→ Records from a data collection
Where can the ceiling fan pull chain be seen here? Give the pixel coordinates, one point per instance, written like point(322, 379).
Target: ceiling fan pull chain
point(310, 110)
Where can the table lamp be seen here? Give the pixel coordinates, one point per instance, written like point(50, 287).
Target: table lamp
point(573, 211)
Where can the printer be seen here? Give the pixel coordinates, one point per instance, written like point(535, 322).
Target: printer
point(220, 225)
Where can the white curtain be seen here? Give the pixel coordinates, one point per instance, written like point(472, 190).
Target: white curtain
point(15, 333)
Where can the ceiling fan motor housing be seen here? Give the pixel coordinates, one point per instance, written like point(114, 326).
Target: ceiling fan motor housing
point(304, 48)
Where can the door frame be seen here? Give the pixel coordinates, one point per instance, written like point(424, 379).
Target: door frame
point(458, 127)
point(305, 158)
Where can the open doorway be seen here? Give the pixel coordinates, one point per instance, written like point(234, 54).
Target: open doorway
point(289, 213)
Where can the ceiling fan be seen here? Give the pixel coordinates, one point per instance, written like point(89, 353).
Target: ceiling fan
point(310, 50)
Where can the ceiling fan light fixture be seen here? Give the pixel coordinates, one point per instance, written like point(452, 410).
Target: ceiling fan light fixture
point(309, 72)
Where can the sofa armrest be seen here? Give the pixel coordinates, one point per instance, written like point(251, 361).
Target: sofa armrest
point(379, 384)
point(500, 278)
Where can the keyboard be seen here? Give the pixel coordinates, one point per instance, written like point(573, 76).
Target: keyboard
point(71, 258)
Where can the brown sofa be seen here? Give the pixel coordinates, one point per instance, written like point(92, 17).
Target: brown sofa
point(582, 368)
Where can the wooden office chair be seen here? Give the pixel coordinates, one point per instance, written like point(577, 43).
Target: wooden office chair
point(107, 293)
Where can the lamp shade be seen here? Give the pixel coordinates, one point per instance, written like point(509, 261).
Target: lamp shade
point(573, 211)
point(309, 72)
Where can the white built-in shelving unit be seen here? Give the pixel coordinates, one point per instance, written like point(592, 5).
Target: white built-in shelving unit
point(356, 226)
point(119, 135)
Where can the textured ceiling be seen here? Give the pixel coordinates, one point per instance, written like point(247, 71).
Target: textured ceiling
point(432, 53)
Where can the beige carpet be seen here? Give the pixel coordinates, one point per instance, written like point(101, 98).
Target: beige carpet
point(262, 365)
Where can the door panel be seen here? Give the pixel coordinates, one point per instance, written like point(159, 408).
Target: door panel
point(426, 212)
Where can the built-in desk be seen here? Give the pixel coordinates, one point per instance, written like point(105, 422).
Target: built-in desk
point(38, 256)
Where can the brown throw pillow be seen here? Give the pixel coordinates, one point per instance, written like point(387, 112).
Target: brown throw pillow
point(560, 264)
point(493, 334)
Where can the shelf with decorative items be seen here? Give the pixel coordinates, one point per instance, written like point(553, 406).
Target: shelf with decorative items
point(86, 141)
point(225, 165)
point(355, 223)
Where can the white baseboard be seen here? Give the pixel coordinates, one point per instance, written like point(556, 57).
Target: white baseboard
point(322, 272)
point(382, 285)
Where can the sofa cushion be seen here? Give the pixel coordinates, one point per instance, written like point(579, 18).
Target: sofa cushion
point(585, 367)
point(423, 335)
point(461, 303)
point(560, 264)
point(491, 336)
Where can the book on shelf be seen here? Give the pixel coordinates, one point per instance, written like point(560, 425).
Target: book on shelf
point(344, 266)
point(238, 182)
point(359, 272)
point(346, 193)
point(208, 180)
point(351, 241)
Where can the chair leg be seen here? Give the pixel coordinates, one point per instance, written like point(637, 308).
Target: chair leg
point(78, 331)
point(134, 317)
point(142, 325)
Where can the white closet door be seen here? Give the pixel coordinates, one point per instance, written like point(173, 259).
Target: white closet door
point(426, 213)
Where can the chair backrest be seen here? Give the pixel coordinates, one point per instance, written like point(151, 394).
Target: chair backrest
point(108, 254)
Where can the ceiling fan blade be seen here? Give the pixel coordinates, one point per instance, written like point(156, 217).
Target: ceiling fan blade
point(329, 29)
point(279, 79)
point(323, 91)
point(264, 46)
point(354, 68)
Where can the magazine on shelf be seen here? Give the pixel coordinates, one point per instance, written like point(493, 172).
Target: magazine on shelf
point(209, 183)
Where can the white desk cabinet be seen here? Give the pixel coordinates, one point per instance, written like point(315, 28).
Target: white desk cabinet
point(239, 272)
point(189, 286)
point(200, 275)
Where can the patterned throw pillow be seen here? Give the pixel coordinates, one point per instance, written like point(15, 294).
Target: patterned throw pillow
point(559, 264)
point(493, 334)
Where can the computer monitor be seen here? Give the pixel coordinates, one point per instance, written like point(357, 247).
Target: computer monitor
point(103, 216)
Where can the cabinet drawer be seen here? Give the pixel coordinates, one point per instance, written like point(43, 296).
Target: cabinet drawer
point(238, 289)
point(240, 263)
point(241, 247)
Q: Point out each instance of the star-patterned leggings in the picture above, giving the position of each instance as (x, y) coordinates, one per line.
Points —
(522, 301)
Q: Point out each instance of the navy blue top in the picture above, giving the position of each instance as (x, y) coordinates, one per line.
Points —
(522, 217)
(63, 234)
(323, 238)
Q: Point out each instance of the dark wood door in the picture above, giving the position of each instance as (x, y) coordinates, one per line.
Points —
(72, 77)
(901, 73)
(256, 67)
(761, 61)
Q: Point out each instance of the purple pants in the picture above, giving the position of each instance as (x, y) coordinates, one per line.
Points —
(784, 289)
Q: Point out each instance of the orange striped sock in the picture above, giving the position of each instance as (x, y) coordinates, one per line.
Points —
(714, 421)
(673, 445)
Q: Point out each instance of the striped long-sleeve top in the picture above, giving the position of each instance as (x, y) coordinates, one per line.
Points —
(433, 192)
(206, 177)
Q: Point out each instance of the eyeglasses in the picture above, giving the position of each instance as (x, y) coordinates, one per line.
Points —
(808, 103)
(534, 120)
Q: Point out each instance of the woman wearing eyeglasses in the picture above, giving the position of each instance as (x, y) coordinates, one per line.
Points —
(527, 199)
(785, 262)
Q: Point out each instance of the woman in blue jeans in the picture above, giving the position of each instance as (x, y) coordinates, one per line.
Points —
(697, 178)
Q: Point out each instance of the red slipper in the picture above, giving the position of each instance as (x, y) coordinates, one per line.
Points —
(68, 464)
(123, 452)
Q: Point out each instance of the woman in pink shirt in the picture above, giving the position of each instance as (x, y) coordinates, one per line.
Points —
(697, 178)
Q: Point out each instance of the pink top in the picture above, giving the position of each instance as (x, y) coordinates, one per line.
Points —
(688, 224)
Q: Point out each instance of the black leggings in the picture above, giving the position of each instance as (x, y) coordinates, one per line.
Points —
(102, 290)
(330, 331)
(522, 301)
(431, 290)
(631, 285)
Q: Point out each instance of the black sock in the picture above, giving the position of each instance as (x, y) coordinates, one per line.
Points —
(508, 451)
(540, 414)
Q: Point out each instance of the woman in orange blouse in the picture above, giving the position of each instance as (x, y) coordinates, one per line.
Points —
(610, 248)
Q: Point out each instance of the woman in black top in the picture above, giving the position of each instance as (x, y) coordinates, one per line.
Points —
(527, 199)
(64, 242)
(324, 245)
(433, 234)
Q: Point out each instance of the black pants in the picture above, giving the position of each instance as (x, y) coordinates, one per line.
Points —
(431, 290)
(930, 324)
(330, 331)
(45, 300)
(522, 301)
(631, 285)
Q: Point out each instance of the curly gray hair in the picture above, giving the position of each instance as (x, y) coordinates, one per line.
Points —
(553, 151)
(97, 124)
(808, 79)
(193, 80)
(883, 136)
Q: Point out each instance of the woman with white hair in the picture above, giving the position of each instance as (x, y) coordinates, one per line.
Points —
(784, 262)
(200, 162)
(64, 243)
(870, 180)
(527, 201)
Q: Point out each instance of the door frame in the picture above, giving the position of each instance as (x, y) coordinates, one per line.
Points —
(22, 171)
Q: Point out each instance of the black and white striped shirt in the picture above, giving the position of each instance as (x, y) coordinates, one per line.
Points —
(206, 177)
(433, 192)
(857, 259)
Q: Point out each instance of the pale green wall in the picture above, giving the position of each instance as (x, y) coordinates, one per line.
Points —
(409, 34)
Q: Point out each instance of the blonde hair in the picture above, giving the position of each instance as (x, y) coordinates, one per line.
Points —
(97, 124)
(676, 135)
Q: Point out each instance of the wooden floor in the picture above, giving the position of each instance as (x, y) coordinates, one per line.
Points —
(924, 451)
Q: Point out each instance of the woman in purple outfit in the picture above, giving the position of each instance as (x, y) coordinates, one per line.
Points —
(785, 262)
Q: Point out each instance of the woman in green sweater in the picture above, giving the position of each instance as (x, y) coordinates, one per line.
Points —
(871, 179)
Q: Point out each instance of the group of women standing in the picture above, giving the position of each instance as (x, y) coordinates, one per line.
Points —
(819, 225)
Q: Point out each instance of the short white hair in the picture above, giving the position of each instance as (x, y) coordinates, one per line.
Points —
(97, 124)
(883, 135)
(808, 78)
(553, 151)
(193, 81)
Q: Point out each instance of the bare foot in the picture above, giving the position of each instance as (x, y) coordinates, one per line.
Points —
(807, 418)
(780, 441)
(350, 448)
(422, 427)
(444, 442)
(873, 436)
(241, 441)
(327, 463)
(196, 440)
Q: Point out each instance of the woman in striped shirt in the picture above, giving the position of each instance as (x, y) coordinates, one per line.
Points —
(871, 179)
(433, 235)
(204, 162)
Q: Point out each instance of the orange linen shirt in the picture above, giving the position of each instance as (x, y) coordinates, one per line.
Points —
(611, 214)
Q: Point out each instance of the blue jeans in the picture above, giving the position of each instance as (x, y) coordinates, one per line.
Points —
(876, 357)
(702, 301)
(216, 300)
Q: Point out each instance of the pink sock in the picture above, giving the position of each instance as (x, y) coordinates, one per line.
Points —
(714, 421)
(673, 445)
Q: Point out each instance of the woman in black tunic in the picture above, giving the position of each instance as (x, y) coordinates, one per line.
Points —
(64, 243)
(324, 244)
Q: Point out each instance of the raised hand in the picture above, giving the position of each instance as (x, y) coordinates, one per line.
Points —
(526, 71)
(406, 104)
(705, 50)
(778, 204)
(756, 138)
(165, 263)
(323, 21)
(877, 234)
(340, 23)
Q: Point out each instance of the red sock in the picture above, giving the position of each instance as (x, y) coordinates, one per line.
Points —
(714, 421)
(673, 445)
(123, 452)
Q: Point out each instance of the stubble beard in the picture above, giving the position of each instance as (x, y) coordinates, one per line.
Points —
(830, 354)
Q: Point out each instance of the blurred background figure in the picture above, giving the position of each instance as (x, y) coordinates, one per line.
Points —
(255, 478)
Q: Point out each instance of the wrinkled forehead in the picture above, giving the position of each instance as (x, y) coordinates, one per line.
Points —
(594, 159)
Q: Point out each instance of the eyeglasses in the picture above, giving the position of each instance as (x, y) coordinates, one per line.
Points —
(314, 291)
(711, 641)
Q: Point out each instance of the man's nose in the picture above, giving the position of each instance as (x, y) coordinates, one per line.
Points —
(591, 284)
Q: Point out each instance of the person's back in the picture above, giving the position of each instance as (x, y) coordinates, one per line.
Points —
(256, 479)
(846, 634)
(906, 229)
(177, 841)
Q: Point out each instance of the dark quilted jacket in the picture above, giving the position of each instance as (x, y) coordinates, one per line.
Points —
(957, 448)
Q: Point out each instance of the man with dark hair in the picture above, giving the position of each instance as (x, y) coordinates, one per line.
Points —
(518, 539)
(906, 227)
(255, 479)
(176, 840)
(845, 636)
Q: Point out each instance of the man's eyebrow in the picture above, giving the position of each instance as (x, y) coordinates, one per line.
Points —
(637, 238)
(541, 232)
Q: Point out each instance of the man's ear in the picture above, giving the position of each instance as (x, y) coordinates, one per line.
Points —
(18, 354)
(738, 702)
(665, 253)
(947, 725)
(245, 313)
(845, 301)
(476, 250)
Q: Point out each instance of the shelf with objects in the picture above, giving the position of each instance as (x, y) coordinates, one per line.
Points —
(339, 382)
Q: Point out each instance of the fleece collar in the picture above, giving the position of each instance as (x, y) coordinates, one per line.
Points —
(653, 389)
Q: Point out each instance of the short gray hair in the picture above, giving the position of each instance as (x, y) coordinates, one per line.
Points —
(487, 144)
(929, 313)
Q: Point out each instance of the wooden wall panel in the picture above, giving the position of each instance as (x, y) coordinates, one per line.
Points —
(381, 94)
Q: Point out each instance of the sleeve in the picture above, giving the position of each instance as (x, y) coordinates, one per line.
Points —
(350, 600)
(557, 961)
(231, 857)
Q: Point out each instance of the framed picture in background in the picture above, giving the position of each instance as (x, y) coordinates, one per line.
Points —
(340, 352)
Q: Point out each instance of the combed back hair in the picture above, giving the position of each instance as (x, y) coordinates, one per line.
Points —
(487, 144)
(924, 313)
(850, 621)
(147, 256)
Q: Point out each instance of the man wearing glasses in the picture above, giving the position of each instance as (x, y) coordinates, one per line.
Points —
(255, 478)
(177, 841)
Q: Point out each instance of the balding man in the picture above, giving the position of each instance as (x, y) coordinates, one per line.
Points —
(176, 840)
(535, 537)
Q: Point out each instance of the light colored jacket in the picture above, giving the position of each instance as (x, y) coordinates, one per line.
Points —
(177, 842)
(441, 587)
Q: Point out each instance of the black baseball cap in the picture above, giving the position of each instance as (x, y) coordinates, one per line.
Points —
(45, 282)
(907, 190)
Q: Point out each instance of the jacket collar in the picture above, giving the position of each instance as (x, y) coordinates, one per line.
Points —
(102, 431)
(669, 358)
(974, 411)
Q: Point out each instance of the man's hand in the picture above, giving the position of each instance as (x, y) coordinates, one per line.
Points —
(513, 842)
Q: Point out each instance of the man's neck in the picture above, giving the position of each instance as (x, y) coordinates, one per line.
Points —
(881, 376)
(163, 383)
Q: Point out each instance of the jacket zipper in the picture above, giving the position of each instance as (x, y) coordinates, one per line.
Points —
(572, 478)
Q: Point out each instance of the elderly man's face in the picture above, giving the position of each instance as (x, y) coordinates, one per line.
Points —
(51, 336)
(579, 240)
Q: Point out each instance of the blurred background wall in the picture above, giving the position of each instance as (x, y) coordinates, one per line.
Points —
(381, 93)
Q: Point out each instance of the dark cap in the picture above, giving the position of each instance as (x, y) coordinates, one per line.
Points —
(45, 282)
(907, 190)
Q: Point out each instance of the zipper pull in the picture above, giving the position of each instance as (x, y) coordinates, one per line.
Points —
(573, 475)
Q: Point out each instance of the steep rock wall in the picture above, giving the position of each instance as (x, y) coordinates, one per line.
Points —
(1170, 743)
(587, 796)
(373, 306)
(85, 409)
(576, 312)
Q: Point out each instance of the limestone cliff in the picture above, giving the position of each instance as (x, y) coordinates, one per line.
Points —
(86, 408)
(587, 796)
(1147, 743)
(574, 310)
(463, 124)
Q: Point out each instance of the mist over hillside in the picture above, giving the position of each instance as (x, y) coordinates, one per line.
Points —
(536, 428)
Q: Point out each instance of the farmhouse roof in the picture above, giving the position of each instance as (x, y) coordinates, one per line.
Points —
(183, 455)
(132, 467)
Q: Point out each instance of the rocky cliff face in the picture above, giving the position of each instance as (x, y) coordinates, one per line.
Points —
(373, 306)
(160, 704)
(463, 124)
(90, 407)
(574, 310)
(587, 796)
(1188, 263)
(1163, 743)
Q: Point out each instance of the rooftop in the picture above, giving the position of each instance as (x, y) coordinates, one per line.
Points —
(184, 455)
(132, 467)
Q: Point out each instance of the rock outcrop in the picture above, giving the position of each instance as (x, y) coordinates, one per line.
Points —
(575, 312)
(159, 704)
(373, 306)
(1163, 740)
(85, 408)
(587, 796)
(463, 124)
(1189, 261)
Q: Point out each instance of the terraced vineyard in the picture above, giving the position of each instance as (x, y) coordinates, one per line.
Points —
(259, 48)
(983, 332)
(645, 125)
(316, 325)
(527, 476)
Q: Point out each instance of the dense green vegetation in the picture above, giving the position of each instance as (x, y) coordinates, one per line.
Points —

→ TASK REQUIREMENTS
Across all the records, find the lines containing the word "jeans" and reproduce each one.

→ OUTPUT OF THE EXERCISE
Q: Point out each instance of the woman in blue jeans in the picture above, giving the position of each instance as (x, y) coordinates, one per line.
Q: Point out each instance of the blue jeans in the picture above, giving the position of each instance as (x, y) coordinates, one per line.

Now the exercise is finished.